PAGE EXTRACT:
By order of the Governor K.V. Vidhyadharan
Additional Secretary to Govt.
589 EXPLANATORY NOTE After Government have
notified selling price of Forest Produce under section 3 of Act 29 of 1978,
Forest Produce cannot be sold at prices less than the selling price. Under
section 6 of the Act, Government can exempt in public interest, by
Notification, the sale of any Forest Produce to companies owned by the Central
Government, by Government of Kerala. As Kerala Newsprint Project, Bamboo
Corporation and the Tranvancore Plywood Industries, Punalur are undertakings of
the Central Government and the Government of Kerala respectively, it is
considered expedient to exempt these from the provisions of section 5 of the
Act.
The Notification is intended to achieve the
above purpose." The State Government issued the Notification under section
3 of the Act fixing the price below which forest produce covered by the Act
could not be sold. Aggrieved by the Notification granting exemption to the
Government companies, the two companies in the private sector, namely, Punalur
Paper Mills Limited and the Gwalior Rayon Silk Manufacturing (Wvg.) Co. Ltd.
filed writ petitions in the High Court questioning the constitutional validity
of section 6 and the Notification granting exemption thereunder in favour of
the appellant Hindustan Paper Corporation Ltd. and two other companies owned by
the Government of Kerala.
The writ petitions were opposed by the
Government of Kerala, the appellant Hindustan Paper Corporation Ltd., the
Kerala State Bamboo Corporation Ltd. and the Tranvancore Plywood Industries
Ltd. In the counter-affidavit filed on behalf of the Government of Kerala the
contentions urged by the petitioners in the writ petitions were refuted and the
State Government took the stand that section 6 of the Act was constitutionally
valid. At the hearing of the writ petitions before the High Court, the
Additional Advocate General who appeared for the State Government conceded that
in his opinion section 6 of the Act was unconstitutional. Perhaps what he meant
was that he was not able to offer any good answer to the contentions urged by
the other side in support of the challenge to the constitutionality of the
concerned provision. A reference to 590 this concession which was neither here
nor there is found at the end of paragraph 22 of the judgment of the High
Court.
The High Court held that sec. 6 of the Act
was violative of Art. 14 of the Constitution and struck it down along with the
Notification. No appeal was filed by the State Govt. The above appeals are
filed by the Hindustan Paper Corporation Ltd. the appellant herein which is one
of the beneficiaries of the Notification granting exemption. But, at the
hearing of these appeals in this Court the learned counsel for the Government
of Kerala stated that the concession made by the learned counsel for the State
before the High Court was incorrect, and supported the validity of section 6 of
the Act and the Notification granting exemption issued thereunder.
These appeals are filed against the judgment
of the High Court after obtaining the leave of this Court under Article 136 of
the Constitution. Section 6 of the Act has already been set out above. It
confers the power on the State Government to grant exemption from the
provisions of section 5 of the Act. The power conferred under section 6 of the
Act is not unfettered. The Government can grant the exemption only in the
public interest. Such exemption can be granted only to a company owned by the
Central Government or the Government of Kerala. There is also, however, a
provision in clause (b) of section 6 of the Act, which ununderstandably has
also been struck down by the High Court, even though its validity has not been
expressly challenged. Under this provision any sale of forest produce not
exceeding ten cubic meters effected in favour of any co- operative society
registered or deemed to be registered under the Kerala Co-operative Societies
Act, 1969 may be exempted from section 5 of the Act by the State Government.

SOURCE EXCERPT:
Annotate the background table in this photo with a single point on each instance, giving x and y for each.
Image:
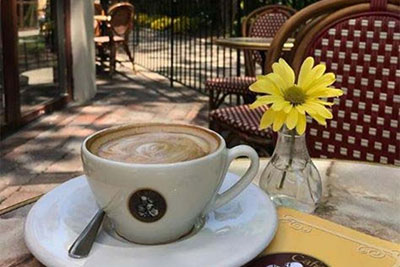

TASK PROMPT: Continue the court judgment on the Kerala forest produce exemption from the end of its final sentence, about sales to co-operative societies.

ANSWER TO THIS TASK:
While issuing the notification granting
exemption it is open to the State Government to impose appropriate conditions
and restrictions. The State Government, of course, has to bear in mind the
entire policy and object of the Act before exercising its power under section 6
of the Act. At the outset it should be observed that the decision of the High
Court to the extent it has quashed clause (b) of section 6 of the Act which
gave power to the State Government to exempt the sale of any forest produce in
small quantities not exceeding 10 cubic meters to any co-operative society is
liable to be set aside straightaway without anything more as there was no
challenge to that part of the section at all and the High Court has not 591 at
all scrutinized the constitutional validity of this provision.
The reasons given by the High Court for
quashing section 6 of the Act are these :
(1) if the Government is given a power to
sell the produce at a lower price than the notified rate to the Government
companies it will enable the Government to cripple or in slow degrees to
eliminate the other consumers in the field. This conferment of power on the
state Government is discriminatory and unreasonable, (2) a Government company
is as such a legal entity as any other entity. It is a commercial corporation
acting on its own behalf and all consumers of the forest produce should have an
equal opportunity to get the goods. The Government company could not,
therefore, be given any favour, (3) there is no nexus between the object to be
achieved by the Act and the exemption to be granted in favour of the Government
companies, and (4) the submission made by the Additional Advocate General to
the effect that he could not support the validity of section 6 of the Act.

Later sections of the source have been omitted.